* Prompt: Reproduce the entries below, substituting "baseline check" for every occurrence of "sanity check" and leaving all other text unchanged.

(Bounding box annotation entries)
--- begin ---
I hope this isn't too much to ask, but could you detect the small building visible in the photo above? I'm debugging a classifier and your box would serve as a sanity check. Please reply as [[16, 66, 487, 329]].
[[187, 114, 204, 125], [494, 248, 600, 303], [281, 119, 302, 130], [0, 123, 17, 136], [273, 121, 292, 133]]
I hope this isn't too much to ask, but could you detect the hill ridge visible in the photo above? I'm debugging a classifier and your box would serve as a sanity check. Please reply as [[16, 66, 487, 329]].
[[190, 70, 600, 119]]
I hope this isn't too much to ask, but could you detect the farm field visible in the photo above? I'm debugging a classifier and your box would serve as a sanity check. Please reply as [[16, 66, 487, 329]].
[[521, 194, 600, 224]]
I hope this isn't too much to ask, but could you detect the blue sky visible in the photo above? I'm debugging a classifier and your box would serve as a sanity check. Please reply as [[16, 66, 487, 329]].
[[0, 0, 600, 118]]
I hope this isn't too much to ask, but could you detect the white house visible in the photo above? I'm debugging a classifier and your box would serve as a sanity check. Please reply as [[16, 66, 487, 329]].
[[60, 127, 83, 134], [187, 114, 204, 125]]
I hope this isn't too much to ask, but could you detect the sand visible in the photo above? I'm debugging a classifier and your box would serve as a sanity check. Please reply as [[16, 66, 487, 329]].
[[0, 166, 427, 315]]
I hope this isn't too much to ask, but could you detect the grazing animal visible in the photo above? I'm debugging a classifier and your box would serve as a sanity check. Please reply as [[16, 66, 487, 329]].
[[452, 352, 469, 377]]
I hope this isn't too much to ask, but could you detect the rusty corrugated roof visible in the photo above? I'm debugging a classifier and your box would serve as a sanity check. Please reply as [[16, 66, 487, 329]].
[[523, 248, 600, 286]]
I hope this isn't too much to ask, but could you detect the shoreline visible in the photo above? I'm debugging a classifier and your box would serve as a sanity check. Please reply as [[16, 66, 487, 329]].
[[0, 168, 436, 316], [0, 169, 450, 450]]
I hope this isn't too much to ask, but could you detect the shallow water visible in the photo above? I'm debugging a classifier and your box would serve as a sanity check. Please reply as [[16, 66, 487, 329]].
--- end ---
* Result of this task:
I hope this isn't too much to ask, but could you detect the small building visible in the photo above? I'm debugging a classifier and your box would serve as a baseline check. Please reply as [[16, 66, 487, 329]].
[[187, 114, 204, 125], [494, 248, 600, 303], [281, 119, 302, 130], [0, 123, 17, 136], [273, 121, 292, 133]]
I hope this isn't too much to ask, but could you detect the hill ridge visible in the photo above? I'm debugging a classifier and your box would serve as a baseline check. Please reply as [[16, 66, 487, 329]].
[[190, 70, 600, 119]]
I hope this isn't too much to ask, but could you detect the farm field visible in the photo above? I'm debugging a classifier and your box would serve as a baseline check. Please reply as [[16, 66, 487, 329]].
[[521, 194, 600, 224]]
I hope this isn't too much to ask, but could you detect the blue sky visible in the photo above? I'm debugging a classifier and your box would serve as a baseline check. Please reply as [[16, 66, 487, 329]].
[[0, 0, 600, 118]]
I hope this isn't too much to ask, but could you detect the white house visible in the photo above? I'm debugging a classifier and your box would serve as a baseline check. Please reply as [[16, 66, 487, 329]].
[[60, 127, 83, 134], [187, 114, 204, 125]]
I hope this isn't too much to ask, but could you detect the sand visible in the photo above? I'm debugging a classifier and your box would serve as a baseline check. Please reply as [[16, 66, 487, 329]].
[[0, 166, 427, 315]]
I hope this isn't too much to ask, but could you detect the grazing animal visible in the photo above? I'm debugging a classifier and your box would serve as a baseline check. Please reply as [[16, 66, 487, 329]].
[[452, 352, 469, 377]]
I hope this isn't too much to ask, but could you detect the rusty corrugated roof visible in the photo above? I'm debugging a classifier and your box would serve as a baseline check. Please reply as [[16, 66, 487, 329]].
[[523, 248, 600, 286]]
I hope this isn't too much to ask, but could you detect the shoreline visible in the photo above? I'm debugging a classifier and your box would serve as a baseline check. Please reply as [[16, 66, 487, 329]].
[[0, 168, 436, 316], [0, 169, 450, 450]]
I hope this isn't too much to ask, but could you detect the shallow water visible in the photo above? I'm debugging a classifier and your box would serve as a baseline check. Please reply as [[16, 66, 487, 329]].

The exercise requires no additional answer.